Saved data entries:

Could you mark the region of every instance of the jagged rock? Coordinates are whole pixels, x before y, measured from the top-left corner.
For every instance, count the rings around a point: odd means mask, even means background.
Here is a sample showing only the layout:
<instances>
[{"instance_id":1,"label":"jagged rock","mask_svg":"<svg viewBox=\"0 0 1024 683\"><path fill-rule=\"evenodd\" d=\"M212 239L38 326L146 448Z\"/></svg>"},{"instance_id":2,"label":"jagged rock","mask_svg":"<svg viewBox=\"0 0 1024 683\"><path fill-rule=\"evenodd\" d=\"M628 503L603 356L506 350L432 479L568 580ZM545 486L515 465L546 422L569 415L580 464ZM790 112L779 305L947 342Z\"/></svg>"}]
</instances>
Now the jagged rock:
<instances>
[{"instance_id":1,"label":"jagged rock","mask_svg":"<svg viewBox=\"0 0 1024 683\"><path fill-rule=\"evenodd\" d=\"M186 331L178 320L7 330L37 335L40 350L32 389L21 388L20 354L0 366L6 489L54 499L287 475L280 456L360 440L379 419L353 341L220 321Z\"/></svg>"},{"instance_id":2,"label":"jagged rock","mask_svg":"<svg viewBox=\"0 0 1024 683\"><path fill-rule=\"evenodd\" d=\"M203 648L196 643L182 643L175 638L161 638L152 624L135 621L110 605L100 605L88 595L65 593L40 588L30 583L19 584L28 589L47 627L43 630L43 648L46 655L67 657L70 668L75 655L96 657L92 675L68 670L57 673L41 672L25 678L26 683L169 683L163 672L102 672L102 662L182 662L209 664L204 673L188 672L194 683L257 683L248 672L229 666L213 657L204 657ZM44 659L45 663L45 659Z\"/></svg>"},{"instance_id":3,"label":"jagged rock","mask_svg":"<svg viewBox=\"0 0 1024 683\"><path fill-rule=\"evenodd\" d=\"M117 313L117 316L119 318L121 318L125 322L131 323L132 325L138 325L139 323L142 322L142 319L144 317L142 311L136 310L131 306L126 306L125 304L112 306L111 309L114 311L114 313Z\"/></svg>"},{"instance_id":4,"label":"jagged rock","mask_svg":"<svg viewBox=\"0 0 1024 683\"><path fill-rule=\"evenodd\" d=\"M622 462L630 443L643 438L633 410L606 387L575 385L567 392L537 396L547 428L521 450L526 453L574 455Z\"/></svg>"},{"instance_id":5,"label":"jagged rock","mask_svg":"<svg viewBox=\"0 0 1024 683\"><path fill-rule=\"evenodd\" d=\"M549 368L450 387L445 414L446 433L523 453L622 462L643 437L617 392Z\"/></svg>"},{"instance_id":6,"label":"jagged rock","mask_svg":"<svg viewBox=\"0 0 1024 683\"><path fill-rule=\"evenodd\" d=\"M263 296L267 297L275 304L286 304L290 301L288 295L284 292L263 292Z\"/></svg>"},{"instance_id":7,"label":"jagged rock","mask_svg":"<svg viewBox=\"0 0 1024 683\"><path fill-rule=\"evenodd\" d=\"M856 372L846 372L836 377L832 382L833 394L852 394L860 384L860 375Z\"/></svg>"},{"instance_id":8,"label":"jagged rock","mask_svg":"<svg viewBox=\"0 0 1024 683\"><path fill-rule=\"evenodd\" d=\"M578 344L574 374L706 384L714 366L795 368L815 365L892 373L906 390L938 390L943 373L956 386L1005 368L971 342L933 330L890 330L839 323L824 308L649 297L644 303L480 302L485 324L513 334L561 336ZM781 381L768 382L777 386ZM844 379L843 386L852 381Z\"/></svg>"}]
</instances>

* **YOUR GOAL**: Return the data in full, exactly as it appears above.

* **ANSWER BOX**:
Could you mark the region of every instance of the jagged rock? Coordinates are whole pixels, x before y, measured from the top-left corner.
For every instance, count the rings around a point: odd means mask, even means background.
Here is a sample showing only the layout:
<instances>
[{"instance_id":1,"label":"jagged rock","mask_svg":"<svg viewBox=\"0 0 1024 683\"><path fill-rule=\"evenodd\" d=\"M212 239L38 326L146 448Z\"/></svg>"},{"instance_id":2,"label":"jagged rock","mask_svg":"<svg viewBox=\"0 0 1024 683\"><path fill-rule=\"evenodd\" d=\"M628 503L603 356L506 350L432 479L568 580ZM545 486L515 465L546 422L569 415L580 464ZM790 112L779 305L947 342Z\"/></svg>"}]
</instances>
Now the jagged rock:
<instances>
[{"instance_id":1,"label":"jagged rock","mask_svg":"<svg viewBox=\"0 0 1024 683\"><path fill-rule=\"evenodd\" d=\"M186 331L178 320L7 330L37 335L40 350L32 389L21 388L20 354L0 366L6 489L54 499L287 475L280 456L360 440L379 419L353 341L220 321Z\"/></svg>"},{"instance_id":2,"label":"jagged rock","mask_svg":"<svg viewBox=\"0 0 1024 683\"><path fill-rule=\"evenodd\" d=\"M203 648L196 643L182 643L175 638L161 638L152 624L135 621L110 605L100 605L88 595L65 593L40 588L30 583L19 584L28 589L47 627L43 630L43 648L46 655L67 657L70 668L75 655L96 657L92 675L68 670L57 673L41 672L25 678L26 683L169 683L163 672L102 672L102 662L182 662L209 664L204 673L188 672L194 683L257 683L248 672L229 666L213 657L204 657ZM44 659L45 663L45 659Z\"/></svg>"},{"instance_id":3,"label":"jagged rock","mask_svg":"<svg viewBox=\"0 0 1024 683\"><path fill-rule=\"evenodd\" d=\"M117 313L117 316L119 318L121 318L125 322L131 323L132 325L138 325L139 323L142 322L142 319L144 317L142 311L136 310L131 306L126 306L125 304L112 306L111 309L114 311L114 313Z\"/></svg>"},{"instance_id":4,"label":"jagged rock","mask_svg":"<svg viewBox=\"0 0 1024 683\"><path fill-rule=\"evenodd\" d=\"M622 462L630 443L643 438L633 410L606 387L575 385L567 392L537 396L547 428L521 450L526 453L574 455Z\"/></svg>"},{"instance_id":5,"label":"jagged rock","mask_svg":"<svg viewBox=\"0 0 1024 683\"><path fill-rule=\"evenodd\" d=\"M549 368L450 387L445 414L446 433L523 453L622 462L643 437L617 392Z\"/></svg>"},{"instance_id":6,"label":"jagged rock","mask_svg":"<svg viewBox=\"0 0 1024 683\"><path fill-rule=\"evenodd\" d=\"M263 296L267 297L275 304L286 304L290 301L288 295L284 292L263 292Z\"/></svg>"},{"instance_id":7,"label":"jagged rock","mask_svg":"<svg viewBox=\"0 0 1024 683\"><path fill-rule=\"evenodd\" d=\"M856 372L846 372L836 377L832 382L833 394L852 394L860 384L860 375Z\"/></svg>"},{"instance_id":8,"label":"jagged rock","mask_svg":"<svg viewBox=\"0 0 1024 683\"><path fill-rule=\"evenodd\" d=\"M578 344L574 374L706 384L714 366L795 368L815 365L892 373L906 390L938 390L943 373L956 386L1005 368L971 342L933 330L890 330L839 323L824 308L649 297L644 303L480 302L485 324L513 334L561 336ZM781 381L768 382L777 386ZM844 379L843 386L852 381Z\"/></svg>"}]
</instances>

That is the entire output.